• [GIVEN EXERCISE] Set out each line of the items below as a numbered list, omitting any blank lines.
-- BEGIN THE DATA --
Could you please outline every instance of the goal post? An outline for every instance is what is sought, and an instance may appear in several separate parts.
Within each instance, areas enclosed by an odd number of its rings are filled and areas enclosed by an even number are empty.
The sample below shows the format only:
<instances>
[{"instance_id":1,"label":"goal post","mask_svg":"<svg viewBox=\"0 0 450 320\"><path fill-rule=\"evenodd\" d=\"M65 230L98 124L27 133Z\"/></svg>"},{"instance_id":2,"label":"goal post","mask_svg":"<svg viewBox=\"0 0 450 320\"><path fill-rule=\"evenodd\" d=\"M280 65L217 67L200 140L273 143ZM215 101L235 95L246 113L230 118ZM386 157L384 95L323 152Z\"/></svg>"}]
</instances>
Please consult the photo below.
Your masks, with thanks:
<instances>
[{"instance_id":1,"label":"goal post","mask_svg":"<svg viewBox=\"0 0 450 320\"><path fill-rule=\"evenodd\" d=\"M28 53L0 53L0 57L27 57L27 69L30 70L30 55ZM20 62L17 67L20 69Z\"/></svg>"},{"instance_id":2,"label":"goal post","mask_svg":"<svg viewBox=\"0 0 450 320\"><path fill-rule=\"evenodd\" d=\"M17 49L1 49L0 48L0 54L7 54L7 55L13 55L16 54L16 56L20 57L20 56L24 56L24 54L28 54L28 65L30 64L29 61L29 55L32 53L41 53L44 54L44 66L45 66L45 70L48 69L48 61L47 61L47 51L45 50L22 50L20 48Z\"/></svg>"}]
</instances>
-- END THE DATA --
• [FINAL ANSWER]
1. Could you please outline every instance of the goal post? An outline for every instance is what is sought, and an instance may appear in several separate parts.
2. Within each instance, areas enclosed by an odd number of its rings are filled and areas enclosed by an even number are empty.
3. The sample below shows the format only:
4. <instances>
5. [{"instance_id":1,"label":"goal post","mask_svg":"<svg viewBox=\"0 0 450 320\"><path fill-rule=\"evenodd\" d=\"M65 230L98 124L27 133Z\"/></svg>"},{"instance_id":2,"label":"goal post","mask_svg":"<svg viewBox=\"0 0 450 320\"><path fill-rule=\"evenodd\" d=\"M280 65L217 67L200 140L273 143ZM215 101L235 95L246 113L230 118ZM386 157L384 95L323 152Z\"/></svg>"}]
6. </instances>
7. Please consult the photo below.
8. Your masks, with thanks:
9. <instances>
10. [{"instance_id":1,"label":"goal post","mask_svg":"<svg viewBox=\"0 0 450 320\"><path fill-rule=\"evenodd\" d=\"M28 53L0 53L0 57L27 57L27 69L30 70L30 55ZM20 62L17 67L20 69Z\"/></svg>"},{"instance_id":2,"label":"goal post","mask_svg":"<svg viewBox=\"0 0 450 320\"><path fill-rule=\"evenodd\" d=\"M17 49L1 49L0 48L0 54L7 54L7 55L13 55L16 54L16 56L20 57L20 56L24 56L24 54L28 54L28 65L30 64L29 61L29 55L32 53L41 53L44 54L44 66L45 66L45 70L48 69L48 61L47 61L47 51L45 50L22 50L20 48Z\"/></svg>"}]
11. </instances>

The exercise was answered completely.